**Texto de leitura**

▶

Especialistas ouvidos pela DW Brasil afirmam que o uso da violência por parte da polícia brasileira – como na repressão aos recentes protestos em São Paulo – não se deve à falta de treinamento, mas à maneira como a manutenção da ordem e o uso da violência são percebidos pela sociedade brasileira.
Ao acompanhar manifestações, a polícia possuiu duas funções: respeitar o direito dos manifestantes de protestar e, ao mesmo tempo, impedir que atos ilícitos e de destruição do patrimônio sejam cometidos. A concentração de um grande número de pessoas pode dificultar essas tarefas.
"O controle de multidão tem que ser feito com muito jeito. No caso brasileiro, temos uma polícia militar que é muito violenta e truculenta, e é claro que esse padrão também aparece na repressão a manifestações. Foi exatamente o que vimos em São Paulo", afirma o sociólogo Pedro Rodolfo Bodê de Moraes, da Universidade Federal do Paraná.
Para os especialistas, a polícia recebe o treinamento adequado, mas age de maneira violenta por questões relacionadas aos valores da sociedade brasileira, que aceita o uso da violência na repressão policial, e também por esquecer sua função de proteger o cidadão.
"Se a polícia não entende o seu lugar e papel na sociedade democrática de Direito, não há treinamento que resolva", diz a socióloga Haydée Glória Cruz Caruso, da Universidade de Brasília (UnB).
O conceito de ordem
Segundo a Constituição, a polícia militar no Brasil tem as funções de preservar a ordem pública e fazer policiamento ostensivo, ou seja, coibir o crime por meio de sua presença e, nesse contexto, reprimir as violações no momento em que acontecem.

◀

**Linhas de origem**
▶

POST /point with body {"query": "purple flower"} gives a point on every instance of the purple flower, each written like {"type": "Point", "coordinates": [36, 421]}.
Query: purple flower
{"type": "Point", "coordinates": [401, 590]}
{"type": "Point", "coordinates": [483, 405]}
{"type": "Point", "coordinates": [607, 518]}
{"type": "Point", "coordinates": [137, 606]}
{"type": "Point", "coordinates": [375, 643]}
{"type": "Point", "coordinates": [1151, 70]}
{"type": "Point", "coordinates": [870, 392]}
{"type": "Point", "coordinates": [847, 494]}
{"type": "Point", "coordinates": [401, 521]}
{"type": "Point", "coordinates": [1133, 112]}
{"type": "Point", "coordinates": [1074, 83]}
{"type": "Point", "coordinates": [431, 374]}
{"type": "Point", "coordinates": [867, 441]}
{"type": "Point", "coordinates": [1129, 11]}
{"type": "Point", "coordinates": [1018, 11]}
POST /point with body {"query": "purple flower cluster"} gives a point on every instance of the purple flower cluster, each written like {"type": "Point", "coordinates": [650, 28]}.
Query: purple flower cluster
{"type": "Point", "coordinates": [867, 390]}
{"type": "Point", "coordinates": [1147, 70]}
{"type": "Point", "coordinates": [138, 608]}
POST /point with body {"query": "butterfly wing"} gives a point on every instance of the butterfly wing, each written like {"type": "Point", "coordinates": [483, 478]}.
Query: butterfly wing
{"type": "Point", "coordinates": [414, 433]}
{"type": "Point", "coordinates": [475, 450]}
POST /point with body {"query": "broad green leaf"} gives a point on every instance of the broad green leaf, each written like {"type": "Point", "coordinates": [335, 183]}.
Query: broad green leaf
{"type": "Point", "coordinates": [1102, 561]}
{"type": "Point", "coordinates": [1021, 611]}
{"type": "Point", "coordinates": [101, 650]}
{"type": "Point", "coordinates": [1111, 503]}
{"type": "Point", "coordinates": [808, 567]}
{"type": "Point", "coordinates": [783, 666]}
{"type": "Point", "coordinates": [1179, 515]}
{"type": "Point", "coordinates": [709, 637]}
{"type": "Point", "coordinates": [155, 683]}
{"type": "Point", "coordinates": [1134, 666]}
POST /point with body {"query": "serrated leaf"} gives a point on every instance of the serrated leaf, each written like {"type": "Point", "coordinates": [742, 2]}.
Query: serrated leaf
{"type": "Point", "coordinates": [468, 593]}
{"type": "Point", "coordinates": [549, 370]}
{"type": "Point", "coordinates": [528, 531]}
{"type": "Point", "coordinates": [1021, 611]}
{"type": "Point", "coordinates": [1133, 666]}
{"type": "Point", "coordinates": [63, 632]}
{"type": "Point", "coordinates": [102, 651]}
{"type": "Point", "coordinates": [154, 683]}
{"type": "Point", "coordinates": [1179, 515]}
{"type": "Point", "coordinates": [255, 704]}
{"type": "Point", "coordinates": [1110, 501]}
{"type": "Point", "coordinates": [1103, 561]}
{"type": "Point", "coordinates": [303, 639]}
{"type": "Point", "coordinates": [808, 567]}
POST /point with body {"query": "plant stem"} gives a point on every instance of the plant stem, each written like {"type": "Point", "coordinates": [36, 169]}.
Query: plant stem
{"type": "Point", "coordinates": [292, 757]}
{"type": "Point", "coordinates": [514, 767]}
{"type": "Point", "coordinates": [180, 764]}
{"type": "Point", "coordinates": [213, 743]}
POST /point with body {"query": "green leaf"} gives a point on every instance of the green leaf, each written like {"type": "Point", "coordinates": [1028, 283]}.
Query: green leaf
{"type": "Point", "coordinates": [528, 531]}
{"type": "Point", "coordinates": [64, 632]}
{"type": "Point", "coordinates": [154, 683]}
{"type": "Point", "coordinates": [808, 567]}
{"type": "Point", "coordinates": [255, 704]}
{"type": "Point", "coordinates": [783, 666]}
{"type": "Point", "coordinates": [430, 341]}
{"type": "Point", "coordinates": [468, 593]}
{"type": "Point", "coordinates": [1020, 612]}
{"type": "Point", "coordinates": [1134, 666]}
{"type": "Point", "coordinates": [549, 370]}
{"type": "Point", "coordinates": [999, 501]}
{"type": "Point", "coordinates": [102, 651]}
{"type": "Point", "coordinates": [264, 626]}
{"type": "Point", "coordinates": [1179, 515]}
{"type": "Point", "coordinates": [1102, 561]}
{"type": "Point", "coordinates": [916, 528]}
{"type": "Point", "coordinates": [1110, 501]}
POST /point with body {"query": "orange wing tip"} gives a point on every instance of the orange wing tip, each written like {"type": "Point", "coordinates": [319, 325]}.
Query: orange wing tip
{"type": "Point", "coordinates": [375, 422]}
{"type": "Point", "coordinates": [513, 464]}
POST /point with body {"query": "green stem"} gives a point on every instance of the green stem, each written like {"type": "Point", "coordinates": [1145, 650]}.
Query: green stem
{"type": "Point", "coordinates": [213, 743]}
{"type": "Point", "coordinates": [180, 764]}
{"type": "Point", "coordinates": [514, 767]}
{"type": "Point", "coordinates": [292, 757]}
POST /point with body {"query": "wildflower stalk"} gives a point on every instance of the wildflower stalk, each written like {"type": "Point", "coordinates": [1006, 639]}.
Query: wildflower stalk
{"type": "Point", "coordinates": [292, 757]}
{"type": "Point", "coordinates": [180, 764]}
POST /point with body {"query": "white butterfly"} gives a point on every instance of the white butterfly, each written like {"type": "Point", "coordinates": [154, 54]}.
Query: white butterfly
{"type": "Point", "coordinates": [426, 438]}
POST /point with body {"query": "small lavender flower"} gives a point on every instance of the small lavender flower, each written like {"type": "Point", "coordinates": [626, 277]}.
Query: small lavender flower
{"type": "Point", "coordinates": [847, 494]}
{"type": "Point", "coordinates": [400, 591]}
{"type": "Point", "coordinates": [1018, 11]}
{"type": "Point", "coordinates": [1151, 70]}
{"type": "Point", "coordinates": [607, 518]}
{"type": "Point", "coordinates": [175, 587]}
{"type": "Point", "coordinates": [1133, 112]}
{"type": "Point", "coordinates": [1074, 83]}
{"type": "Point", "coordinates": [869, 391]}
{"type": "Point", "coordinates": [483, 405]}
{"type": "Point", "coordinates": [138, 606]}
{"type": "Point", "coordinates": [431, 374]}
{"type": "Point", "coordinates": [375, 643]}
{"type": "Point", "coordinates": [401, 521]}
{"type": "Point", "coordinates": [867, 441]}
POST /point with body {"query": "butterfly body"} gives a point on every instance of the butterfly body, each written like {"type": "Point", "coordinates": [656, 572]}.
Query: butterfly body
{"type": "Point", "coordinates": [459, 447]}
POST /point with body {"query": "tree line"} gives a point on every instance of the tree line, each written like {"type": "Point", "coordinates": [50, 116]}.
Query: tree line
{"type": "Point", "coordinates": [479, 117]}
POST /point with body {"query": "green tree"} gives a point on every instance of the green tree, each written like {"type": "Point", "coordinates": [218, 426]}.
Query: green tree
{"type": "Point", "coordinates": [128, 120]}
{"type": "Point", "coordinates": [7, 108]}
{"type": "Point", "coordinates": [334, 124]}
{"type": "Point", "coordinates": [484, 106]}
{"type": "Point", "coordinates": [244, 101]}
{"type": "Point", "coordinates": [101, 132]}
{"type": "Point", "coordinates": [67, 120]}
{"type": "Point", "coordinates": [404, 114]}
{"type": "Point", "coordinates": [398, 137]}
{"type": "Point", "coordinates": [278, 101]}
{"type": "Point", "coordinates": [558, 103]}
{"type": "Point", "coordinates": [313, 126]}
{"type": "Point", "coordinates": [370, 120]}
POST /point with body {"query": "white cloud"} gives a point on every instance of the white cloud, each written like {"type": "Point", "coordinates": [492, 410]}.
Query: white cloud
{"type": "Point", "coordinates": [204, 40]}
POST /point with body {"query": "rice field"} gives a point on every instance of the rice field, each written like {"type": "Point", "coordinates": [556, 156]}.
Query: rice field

◀

**Exercício breve 1**
Reproduza, nas linhas de dados, tudo o que vai desde a linha que contém "of the rice" até o final dessas linhas, incluindo ambas as extremidades.
**Exercício breve 2**
Dê prosseguimento ao texto sobre a violência policial no Brasil a partir do ponto em que ele termina.
O texto e as linhas constituem materiais independentes entre si.

**Resposta à tarefa 1**
POST /point with body {"query": "rice field"} gives a point on every instance of the rice field, each written like {"type": "Point", "coordinates": [556, 156]}.
Query: rice field

**Resposta à tarefa 2**
O entendimento do conceito de ordem na sociedade brasileira é um dos fatores que levam às repressões violentas de manifestações e ao preconceito contra os manifestantes, dizem os especialistas. "No Brasil, a noção de ordem é não se manifestar e não exigir direitos. O contrário é visto quase sempre como baderna, ou seja, é como se manifestações políticas e sociais fossem um crime", diz Moraes.
Para Caruso, que é pesquisadora do Núcleo de Estudos sobre Violência e Segurança da UnB, a maneira como a sociedade brasileira percebe a ideia de conflito – como a ausência de harmonia – também contribui para a violência policial.
"É como se a polícia vivesse um dilema institucional, no sentido que ela entende que precisa se modernizar e estar mais próxima dos cidadãos. Mas quando está diante de uma situação particular, não consegue implementar isso. A questão é muito mais estrutural, pois a sociedade reproduz uma série de discursos impregnados de preconceitos", diz Caruso.
Estrutura arcaica
Apesar das mudanças que a polícia vêm realizando em termos de formação e também na tentativa de aproximação com a população, resquícios de estruturas autoritárias anteriores até mesmo à ditadura militar ainda estão presentes nessa corporação, avalia Moraes, que faz parte da Comissão da Verdade do Paraná.
"A polícia brasileira sempre serviu muito mais para a manutenção de privilégios e para a repressão pura e simples dos mais pobres, em vez de garantir a ordem pública, fundada num conceito de respeito ao cidadão e de proteção aos mais fracos. Na prática, ela continua atuando como se fosse uma polícia de repressão aos movimentos e aos pobres, como se fosse a polícia da ditadura", argumenta.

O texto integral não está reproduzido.